** Opening Text block block **

How To Use IMPORTRANGE in Google Sheets

Learn how to use the IMPORTRANGE function in Google Sheets in this simple step by step tutorial.

IMPORTRANGE in Google Sheets

There is often a need to mix data from different spreadsheets.

With the IMPORTRANGE function, you can import data (range of cells) across multiple spreadsheets and you can avoid spending a lot of time manually copying big amounts of data from one spreadsheet to another.

What is the IMPORTRANGE Function?

The IMPORTRANGE function has the following syntax:

=IMPORTRANGE(spreadsheet_url, range_string)

The first argument, spreadsheet_url, is the URL of the spreadsheet from which you want to import. You can copy it from the search bar of the browser.

It doesn’t have to your own Google Sheets document. It can belong to someone else, but you need to have permission to access it.

The second argument, range_string, is the data that you want to import from another spreadsheet. You have to write it in the following format: “Name_of_the_sheet!cells”. So it’s the name of the tab found on the bottom (Sheet1, Sheet2, and so on by default) followed by a ‘!’ character and the range of cells that you want to import.

When to use IMPORTRANGE for marketing stuff?

  • Combining multiple Google Sheets.
  • Pulling reporting data from different sheets

How To Use The IMPORTRANGE Function in Google Sheets

The IMPORTRANGE function allows you to import a range of cells from a specified spreadsheet – this data will then automatically update across all linked sheets.

Formula: =IMPORTRANGE(“spreadsheet_url” , “range_string“)

For example:

There are two parts to this formula:

  1. URL of the spreadsheet to be imported ( in this case:
  2. String specifying the range to be imported. (in this case: Sheet1!A2:A9)

You can pull in anything that is stored in another Google Sheet, like an Ahrefs keyword research export, backlink data, a Screaming Frog crawl or Search Console export.

If it’s in a sheet in one place, you can use IMPORTRANGE to pull it into wherever you want (providing its’s a Google Sheet obviously)

IMPORTRANGE Formula Example

For example, Sheet2!A2:C5 imports the range A2:C5 from the Sheet2. If you don’t specify the sheet name, the formula would assume that you want to import the data from the first tab found on this URL.

It works with one cell, but you can also import a whole range of cells.

For example, this function works to pull the content of cells A2:A9 from the Sheet1 of another sheet:

=IMPORTRANGE("", "Sheet1!A2:A9")

The first time you use the IMPORTRANGE function in a sheet, you will get an error indicating you to give permission to access the imported spreadsheet. You have to explicitly grant permission to pull data from the other spreadsheet.

Once access is granted, any editor on the destination spreadsheet can use the IMPORTRANGE function to import data from any part of the source spreadsheet.

** Closing Text block block **
** Opening The data block **

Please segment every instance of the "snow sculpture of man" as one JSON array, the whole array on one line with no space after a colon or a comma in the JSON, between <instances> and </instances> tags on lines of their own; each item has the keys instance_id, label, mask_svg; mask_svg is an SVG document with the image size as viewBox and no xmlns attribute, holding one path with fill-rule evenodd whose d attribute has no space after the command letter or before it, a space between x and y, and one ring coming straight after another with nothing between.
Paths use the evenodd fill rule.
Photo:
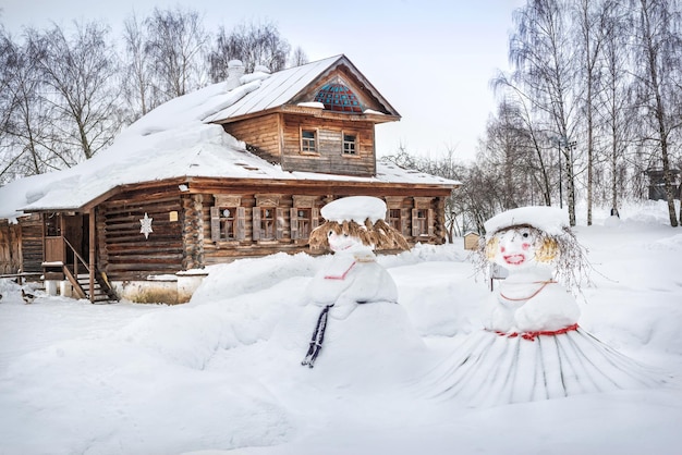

** Closing The data block **

Problem description: According to the IMPORTRANGE tutorial, why does the function return an error the first time it is used in a sheet, and what must be done to clear it? Answer in one to three sentences.

Output for this exercise: The error indicates that permission is needed to access the imported spreadsheet. You have to explicitly grant permission to pull data from the other spreadsheet. Once access is granted, any editor on the destination spreadsheet can use IMPORTRANGE to import data from any part of the source spreadsheet.